In this exercise, return the whole listing exactly, excluding any images.

━━ Provided material

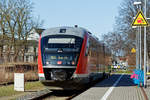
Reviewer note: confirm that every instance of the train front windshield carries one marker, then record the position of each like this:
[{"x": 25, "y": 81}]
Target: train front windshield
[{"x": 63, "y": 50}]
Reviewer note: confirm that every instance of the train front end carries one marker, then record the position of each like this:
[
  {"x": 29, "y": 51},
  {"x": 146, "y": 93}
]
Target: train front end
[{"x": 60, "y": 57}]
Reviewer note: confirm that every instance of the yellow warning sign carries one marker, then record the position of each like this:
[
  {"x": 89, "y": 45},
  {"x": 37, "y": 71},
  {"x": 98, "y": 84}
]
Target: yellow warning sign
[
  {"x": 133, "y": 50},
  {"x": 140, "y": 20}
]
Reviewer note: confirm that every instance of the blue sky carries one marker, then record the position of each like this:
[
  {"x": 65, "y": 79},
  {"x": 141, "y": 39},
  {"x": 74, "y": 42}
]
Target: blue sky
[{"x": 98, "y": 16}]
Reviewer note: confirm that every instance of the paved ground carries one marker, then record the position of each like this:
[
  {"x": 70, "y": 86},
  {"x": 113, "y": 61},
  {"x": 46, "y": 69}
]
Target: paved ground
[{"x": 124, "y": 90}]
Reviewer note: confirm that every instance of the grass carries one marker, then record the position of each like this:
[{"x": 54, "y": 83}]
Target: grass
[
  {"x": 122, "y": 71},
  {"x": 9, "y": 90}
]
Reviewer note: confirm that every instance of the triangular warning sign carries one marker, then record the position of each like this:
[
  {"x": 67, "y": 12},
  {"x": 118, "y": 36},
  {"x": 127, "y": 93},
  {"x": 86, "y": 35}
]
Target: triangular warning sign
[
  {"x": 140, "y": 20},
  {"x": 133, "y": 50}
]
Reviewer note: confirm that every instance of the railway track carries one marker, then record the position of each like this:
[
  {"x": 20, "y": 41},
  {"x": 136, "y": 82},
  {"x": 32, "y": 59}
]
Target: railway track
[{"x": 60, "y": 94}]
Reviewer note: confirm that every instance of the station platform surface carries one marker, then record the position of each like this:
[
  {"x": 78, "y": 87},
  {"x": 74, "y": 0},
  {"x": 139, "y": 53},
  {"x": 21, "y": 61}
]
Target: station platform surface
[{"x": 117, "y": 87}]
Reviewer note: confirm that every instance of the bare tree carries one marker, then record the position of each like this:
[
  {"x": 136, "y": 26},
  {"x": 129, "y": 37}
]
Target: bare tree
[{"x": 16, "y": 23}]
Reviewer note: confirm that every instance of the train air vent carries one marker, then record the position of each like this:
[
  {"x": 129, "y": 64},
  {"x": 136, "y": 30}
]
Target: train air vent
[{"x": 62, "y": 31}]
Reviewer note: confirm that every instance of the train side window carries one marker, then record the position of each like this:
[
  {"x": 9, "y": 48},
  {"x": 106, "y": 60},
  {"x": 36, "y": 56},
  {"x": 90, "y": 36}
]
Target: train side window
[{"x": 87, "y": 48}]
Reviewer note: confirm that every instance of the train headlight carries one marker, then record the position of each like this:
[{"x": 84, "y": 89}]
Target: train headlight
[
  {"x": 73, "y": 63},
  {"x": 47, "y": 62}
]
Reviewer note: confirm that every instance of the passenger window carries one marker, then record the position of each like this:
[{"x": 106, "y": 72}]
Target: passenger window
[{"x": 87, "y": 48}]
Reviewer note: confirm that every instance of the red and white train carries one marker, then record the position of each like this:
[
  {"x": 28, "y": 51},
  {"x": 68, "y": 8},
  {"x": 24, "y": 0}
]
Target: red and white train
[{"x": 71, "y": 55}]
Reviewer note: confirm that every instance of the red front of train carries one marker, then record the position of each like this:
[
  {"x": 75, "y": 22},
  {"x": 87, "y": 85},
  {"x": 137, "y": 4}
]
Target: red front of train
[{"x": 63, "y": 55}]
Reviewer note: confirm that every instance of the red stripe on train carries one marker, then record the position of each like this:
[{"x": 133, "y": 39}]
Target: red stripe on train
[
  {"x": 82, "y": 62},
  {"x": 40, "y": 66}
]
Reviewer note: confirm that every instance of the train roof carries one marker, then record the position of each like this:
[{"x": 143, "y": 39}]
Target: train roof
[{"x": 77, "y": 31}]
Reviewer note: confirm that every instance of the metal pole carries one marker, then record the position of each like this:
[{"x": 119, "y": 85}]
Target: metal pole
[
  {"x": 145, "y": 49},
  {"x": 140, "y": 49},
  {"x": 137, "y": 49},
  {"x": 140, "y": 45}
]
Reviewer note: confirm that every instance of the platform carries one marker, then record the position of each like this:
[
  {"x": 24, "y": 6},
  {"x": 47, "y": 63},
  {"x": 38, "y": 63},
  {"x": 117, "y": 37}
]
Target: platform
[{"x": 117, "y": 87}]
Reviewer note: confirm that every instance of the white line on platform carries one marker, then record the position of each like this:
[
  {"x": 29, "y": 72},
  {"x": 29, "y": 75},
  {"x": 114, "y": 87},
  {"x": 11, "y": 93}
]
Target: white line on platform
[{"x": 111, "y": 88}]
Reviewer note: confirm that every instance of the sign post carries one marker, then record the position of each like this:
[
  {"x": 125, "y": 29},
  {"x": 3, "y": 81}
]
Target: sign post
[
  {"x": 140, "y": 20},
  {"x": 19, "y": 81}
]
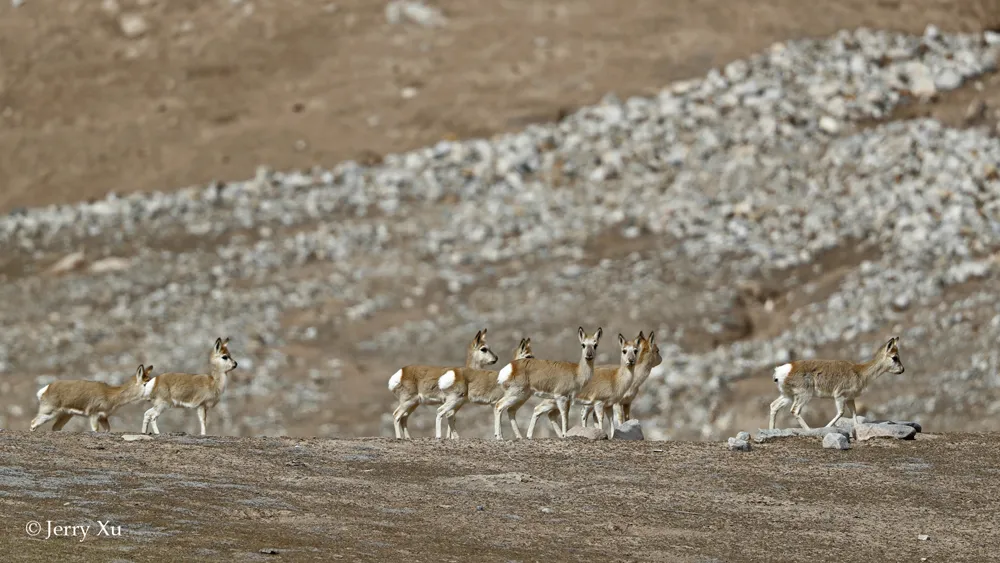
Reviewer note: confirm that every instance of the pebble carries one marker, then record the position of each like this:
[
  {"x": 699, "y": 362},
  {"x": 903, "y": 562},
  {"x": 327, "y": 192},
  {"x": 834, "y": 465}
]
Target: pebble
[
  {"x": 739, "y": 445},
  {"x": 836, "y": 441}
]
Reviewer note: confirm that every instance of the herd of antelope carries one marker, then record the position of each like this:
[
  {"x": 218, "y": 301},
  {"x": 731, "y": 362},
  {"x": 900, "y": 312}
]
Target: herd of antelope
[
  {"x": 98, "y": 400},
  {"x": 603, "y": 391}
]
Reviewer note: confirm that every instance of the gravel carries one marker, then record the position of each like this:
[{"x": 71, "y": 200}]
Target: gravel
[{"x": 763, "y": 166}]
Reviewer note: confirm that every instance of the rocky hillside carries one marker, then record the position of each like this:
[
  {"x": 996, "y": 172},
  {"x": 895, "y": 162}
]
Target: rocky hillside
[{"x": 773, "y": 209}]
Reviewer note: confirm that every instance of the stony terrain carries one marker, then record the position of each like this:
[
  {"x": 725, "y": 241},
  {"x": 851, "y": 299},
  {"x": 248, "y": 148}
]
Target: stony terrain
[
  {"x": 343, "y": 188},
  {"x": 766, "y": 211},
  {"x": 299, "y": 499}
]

━━━━

— Full answer —
Reviewer note: confirm that every instance of the train front windshield carries one marker, then record the position of each like this:
[{"x": 25, "y": 81}]
Target: train front windshield
[{"x": 63, "y": 50}]
Reviewer note: confirm that every instance of the train front end carries one marker, then record the position of each like this:
[
  {"x": 29, "y": 51},
  {"x": 146, "y": 93}
]
Target: train front end
[{"x": 60, "y": 57}]
Reviewer note: confirm that every instance of the yellow warning sign carries one marker, then record the position of each like this:
[
  {"x": 89, "y": 45},
  {"x": 37, "y": 71},
  {"x": 98, "y": 84}
]
Target: yellow warning sign
[
  {"x": 133, "y": 50},
  {"x": 140, "y": 20}
]
Reviewer note: confirm that every instance of the blue sky carries one marker, then record the position of each like this:
[
  {"x": 65, "y": 79},
  {"x": 141, "y": 39},
  {"x": 74, "y": 42}
]
Target: blue sky
[{"x": 98, "y": 16}]
Reviewer note: confirm that every instance of the paved ground carries one marker, then record the position of each like this:
[
  {"x": 70, "y": 86},
  {"x": 113, "y": 61},
  {"x": 46, "y": 69}
]
Target: paved ground
[{"x": 124, "y": 90}]
Reviewer note: confirm that every instance of the grass carries one marker, then record the position of each like this:
[{"x": 54, "y": 83}]
Target: grass
[
  {"x": 122, "y": 71},
  {"x": 9, "y": 90}
]
Reviewer note: confirm that every instance of the triangular warning sign carries one marker, then record the position of each like this:
[
  {"x": 67, "y": 12},
  {"x": 118, "y": 36},
  {"x": 127, "y": 93},
  {"x": 86, "y": 35}
]
Target: triangular warning sign
[
  {"x": 140, "y": 20},
  {"x": 133, "y": 50}
]
Reviewer note: confirm that every instance of the railway track carries one marker, then record the position of each like this:
[
  {"x": 20, "y": 41},
  {"x": 136, "y": 82},
  {"x": 32, "y": 59}
]
Target: railway track
[{"x": 60, "y": 94}]
Reviewer note: confirm that every instance of the station platform surface carries one marker, then record the position of each like this:
[
  {"x": 78, "y": 87},
  {"x": 74, "y": 0},
  {"x": 139, "y": 53},
  {"x": 21, "y": 61}
]
Target: station platform surface
[{"x": 117, "y": 87}]
Reviewer note: confirm that every instance of the bare tree carries one marker, then record the position of each like this:
[
  {"x": 136, "y": 26},
  {"x": 129, "y": 37}
]
Target: bare tree
[{"x": 16, "y": 23}]
Reviewer note: confirm that every instance of the train air vent carries one marker, then record the position of each like this:
[
  {"x": 129, "y": 64},
  {"x": 136, "y": 30}
]
Target: train air vent
[{"x": 62, "y": 31}]
Reviewer note: confirm that every instance of the train side window carries one marker, then record the position of each like this:
[
  {"x": 9, "y": 48},
  {"x": 106, "y": 60},
  {"x": 36, "y": 56},
  {"x": 90, "y": 36}
]
Target: train side window
[{"x": 87, "y": 48}]
Reviewer note: confirm that every instance of the train headlight carries one marker, then record the position of each like this:
[{"x": 84, "y": 89}]
Target: train headlight
[
  {"x": 73, "y": 63},
  {"x": 47, "y": 62}
]
Reviewer note: confirm that every instance of the passenger window carries one marker, then record the position of each like this:
[{"x": 106, "y": 72}]
Target: passenger window
[{"x": 87, "y": 48}]
Reviewer note: confirm that every instance of the red and white train carries one marker, then record the position of each like this:
[
  {"x": 28, "y": 51},
  {"x": 68, "y": 8},
  {"x": 24, "y": 0}
]
Target: red and white train
[{"x": 71, "y": 55}]
Reviewer note: confirm that every instance of the red front of train carries one marker, then record the position of each like this:
[
  {"x": 75, "y": 22},
  {"x": 87, "y": 85},
  {"x": 137, "y": 4}
]
Target: red front of train
[{"x": 63, "y": 55}]
Reviewer note: confirm that every instance of the red stripe on train carries one marker, then record the position of each like this:
[{"x": 133, "y": 39}]
Target: red stripe on train
[
  {"x": 82, "y": 62},
  {"x": 40, "y": 66}
]
Reviewer note: confirm that every instance of the train roof carries one marker, then record the position of each like this:
[{"x": 143, "y": 39}]
Target: train roof
[{"x": 77, "y": 31}]
Reviewer note: confirm that every instance of the metal pole carries one marker, then record the position of each like this:
[{"x": 119, "y": 85}]
Target: metal pole
[
  {"x": 145, "y": 49},
  {"x": 140, "y": 49},
  {"x": 137, "y": 49},
  {"x": 140, "y": 45}
]
Reviewer note: confirm that every instance of the platform carries one marker, then record the position of each like this:
[
  {"x": 24, "y": 6},
  {"x": 47, "y": 63},
  {"x": 38, "y": 63},
  {"x": 117, "y": 37}
]
Target: platform
[{"x": 117, "y": 87}]
Reviewer note: confirm that every instance of the white line on platform carries one marker, then record the position of each like this:
[
  {"x": 29, "y": 72},
  {"x": 29, "y": 75},
  {"x": 114, "y": 87},
  {"x": 11, "y": 93}
]
Target: white line on platform
[{"x": 111, "y": 88}]
Reviewer note: confirm that every instance of the sign post carries one marker, then record the position of each like this:
[
  {"x": 125, "y": 29},
  {"x": 3, "y": 81}
]
Target: sign post
[
  {"x": 140, "y": 20},
  {"x": 19, "y": 81}
]
Reviewer note: confirm that every instance of the pebble carries one marker, then record the position of each like this:
[
  {"x": 699, "y": 362},
  {"x": 903, "y": 562},
  {"x": 327, "y": 192},
  {"x": 834, "y": 465}
]
Target: pebble
[
  {"x": 739, "y": 445},
  {"x": 836, "y": 441}
]
Reviewer note: confirm that every instance of the herd of antelope carries one marker, then record the position of each like this:
[
  {"x": 218, "y": 301},
  {"x": 731, "y": 362},
  {"x": 900, "y": 312}
]
Target: herd of antelope
[
  {"x": 98, "y": 400},
  {"x": 603, "y": 391}
]
Reviewer note: confirm that every instance of the gravel carries one marker, then record the position of each like this:
[{"x": 71, "y": 200}]
Target: gravel
[{"x": 763, "y": 166}]
Reviewer note: confirm that every instance of the rocky hillside carries one marker, then record the position of each like this:
[
  {"x": 996, "y": 172},
  {"x": 895, "y": 162}
]
Target: rocky hillside
[{"x": 773, "y": 209}]
Reviewer note: confirm that every instance of the stony terrain carries one marker, then record the position of each like this:
[
  {"x": 725, "y": 241},
  {"x": 851, "y": 299},
  {"x": 248, "y": 148}
]
Target: stony terrain
[
  {"x": 343, "y": 188},
  {"x": 766, "y": 211},
  {"x": 299, "y": 499}
]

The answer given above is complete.